Exercise -> Can you reproduce every line of the material below, requests included, with each x and y coordinate in the answers multiplied by 0.75 and rounded to the nearest whole number, halves rounded up?

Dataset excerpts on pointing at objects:

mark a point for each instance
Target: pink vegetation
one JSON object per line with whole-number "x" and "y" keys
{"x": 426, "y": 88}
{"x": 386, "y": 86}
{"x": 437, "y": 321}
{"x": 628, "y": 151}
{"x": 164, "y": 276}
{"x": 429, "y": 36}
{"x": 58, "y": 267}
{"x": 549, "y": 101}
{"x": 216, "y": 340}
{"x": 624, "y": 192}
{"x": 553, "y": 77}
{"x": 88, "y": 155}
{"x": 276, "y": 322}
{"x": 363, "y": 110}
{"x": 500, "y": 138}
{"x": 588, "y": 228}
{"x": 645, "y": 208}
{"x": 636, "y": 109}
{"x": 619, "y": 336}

Output for this task ->
mark a point for each instance
Target: pink vegetation
one JSON object per line with whole-number "x" and "y" keys
{"x": 320, "y": 66}
{"x": 290, "y": 65}
{"x": 328, "y": 241}
{"x": 471, "y": 113}
{"x": 123, "y": 207}
{"x": 322, "y": 27}
{"x": 44, "y": 200}
{"x": 412, "y": 76}
{"x": 162, "y": 255}
{"x": 468, "y": 144}
{"x": 415, "y": 58}
{"x": 66, "y": 116}
{"x": 207, "y": 242}
{"x": 272, "y": 83}
{"x": 375, "y": 104}
{"x": 441, "y": 171}
{"x": 484, "y": 156}
{"x": 477, "y": 82}
{"x": 464, "y": 252}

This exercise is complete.